Records from a collection:

^^^^^^^^^^^^^^^^

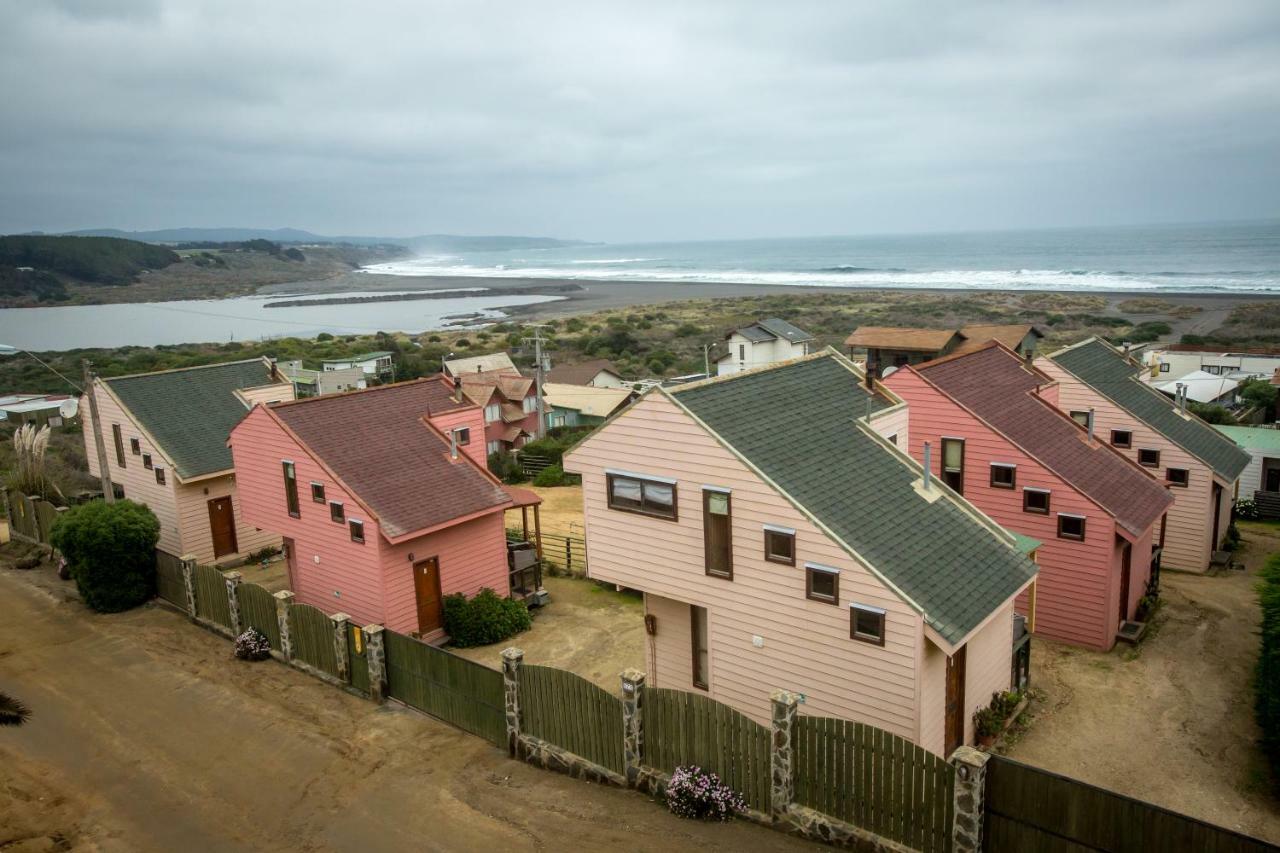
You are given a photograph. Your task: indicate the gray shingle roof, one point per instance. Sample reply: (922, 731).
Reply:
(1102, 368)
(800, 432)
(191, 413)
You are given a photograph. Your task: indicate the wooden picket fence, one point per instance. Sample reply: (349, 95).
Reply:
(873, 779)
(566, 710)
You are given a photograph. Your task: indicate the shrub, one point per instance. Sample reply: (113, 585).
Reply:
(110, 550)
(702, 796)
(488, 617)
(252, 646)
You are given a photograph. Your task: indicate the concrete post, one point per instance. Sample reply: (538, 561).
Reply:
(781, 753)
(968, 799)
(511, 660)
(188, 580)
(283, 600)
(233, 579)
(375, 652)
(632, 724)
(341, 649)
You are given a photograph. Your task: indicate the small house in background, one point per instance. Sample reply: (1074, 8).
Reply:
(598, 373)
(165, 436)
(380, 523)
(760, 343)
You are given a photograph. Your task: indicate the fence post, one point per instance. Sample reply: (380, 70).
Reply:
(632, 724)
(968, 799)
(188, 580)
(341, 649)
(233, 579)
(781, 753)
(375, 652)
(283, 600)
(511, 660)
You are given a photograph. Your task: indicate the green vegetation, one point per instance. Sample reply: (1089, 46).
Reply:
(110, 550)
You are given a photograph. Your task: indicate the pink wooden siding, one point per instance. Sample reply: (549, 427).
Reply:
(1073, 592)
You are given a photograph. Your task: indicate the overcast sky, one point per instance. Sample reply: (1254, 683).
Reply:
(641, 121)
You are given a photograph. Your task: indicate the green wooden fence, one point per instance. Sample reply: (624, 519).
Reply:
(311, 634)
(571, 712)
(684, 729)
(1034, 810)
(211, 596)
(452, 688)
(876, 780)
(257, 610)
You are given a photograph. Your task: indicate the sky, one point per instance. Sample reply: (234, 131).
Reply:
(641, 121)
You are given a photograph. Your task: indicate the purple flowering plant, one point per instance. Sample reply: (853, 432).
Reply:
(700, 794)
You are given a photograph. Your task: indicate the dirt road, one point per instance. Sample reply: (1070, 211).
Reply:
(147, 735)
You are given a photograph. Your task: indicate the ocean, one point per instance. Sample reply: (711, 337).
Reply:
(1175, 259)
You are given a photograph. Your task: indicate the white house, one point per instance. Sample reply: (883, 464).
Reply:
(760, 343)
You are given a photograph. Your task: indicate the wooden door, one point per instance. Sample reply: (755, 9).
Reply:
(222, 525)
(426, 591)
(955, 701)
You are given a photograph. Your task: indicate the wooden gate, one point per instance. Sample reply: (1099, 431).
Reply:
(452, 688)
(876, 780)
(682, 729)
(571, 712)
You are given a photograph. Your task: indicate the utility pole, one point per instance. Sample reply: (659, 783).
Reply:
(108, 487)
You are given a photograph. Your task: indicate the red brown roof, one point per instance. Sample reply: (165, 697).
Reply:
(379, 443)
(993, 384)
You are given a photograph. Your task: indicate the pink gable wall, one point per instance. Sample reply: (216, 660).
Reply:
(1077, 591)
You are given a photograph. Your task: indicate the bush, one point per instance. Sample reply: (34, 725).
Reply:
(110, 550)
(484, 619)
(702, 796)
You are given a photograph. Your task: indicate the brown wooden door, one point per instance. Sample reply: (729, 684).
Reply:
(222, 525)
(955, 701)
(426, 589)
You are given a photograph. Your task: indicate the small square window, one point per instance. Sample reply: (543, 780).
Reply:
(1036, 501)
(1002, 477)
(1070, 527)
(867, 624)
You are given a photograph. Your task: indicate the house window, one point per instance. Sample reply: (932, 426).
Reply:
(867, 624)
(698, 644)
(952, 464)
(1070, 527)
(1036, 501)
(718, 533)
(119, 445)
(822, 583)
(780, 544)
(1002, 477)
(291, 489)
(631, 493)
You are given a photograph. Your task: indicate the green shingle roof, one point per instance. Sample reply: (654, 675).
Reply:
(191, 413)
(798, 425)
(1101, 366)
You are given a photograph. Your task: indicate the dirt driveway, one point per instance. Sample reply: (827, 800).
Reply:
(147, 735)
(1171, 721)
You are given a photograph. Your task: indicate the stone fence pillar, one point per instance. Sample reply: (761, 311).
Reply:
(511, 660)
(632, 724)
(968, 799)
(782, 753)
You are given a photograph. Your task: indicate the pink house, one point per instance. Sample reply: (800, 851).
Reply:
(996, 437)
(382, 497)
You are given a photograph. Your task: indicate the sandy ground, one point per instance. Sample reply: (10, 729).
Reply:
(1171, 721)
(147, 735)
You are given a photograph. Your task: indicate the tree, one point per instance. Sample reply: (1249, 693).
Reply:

^^^^^^^^^^^^^^^^

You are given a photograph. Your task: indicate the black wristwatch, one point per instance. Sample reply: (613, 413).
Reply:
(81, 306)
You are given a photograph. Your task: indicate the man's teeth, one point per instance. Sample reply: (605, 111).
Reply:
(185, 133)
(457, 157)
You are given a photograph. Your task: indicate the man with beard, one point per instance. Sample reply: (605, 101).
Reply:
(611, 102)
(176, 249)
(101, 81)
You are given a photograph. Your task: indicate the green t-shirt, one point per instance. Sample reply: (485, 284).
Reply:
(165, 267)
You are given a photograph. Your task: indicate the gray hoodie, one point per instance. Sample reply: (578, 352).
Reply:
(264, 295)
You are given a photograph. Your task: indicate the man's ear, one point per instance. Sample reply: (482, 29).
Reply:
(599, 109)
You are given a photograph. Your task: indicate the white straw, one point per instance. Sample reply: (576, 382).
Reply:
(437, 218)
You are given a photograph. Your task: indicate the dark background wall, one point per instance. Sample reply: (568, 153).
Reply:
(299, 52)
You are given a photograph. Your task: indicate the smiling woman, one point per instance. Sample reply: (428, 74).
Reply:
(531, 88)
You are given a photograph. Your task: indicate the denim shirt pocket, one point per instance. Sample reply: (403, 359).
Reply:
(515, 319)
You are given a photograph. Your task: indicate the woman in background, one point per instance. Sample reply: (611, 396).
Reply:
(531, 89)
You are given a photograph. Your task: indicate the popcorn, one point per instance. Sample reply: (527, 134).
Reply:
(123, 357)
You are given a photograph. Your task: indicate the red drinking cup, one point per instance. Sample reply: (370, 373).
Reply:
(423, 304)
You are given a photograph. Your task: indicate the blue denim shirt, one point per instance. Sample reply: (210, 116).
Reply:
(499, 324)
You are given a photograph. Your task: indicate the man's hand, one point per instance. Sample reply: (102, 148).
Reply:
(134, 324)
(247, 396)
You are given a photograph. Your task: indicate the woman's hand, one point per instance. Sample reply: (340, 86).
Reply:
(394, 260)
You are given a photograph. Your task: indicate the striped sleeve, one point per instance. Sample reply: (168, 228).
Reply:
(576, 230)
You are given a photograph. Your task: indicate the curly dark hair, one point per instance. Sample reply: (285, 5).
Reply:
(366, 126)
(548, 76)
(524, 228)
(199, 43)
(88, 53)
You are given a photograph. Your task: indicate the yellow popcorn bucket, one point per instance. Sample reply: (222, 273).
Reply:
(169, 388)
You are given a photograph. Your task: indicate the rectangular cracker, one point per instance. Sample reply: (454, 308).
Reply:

^^^^^^^^^^^^^^^^

## The task
Gather every line of the records that contains the word "wall" and list them.

## Result of the task
You are given a photograph. Your task: indicate the pink gable wall, one point per instance. Sample reply: (216, 660).
You are given a photograph. Your task: indicate the dark background wall, one point per instance. Sample reply: (568, 153).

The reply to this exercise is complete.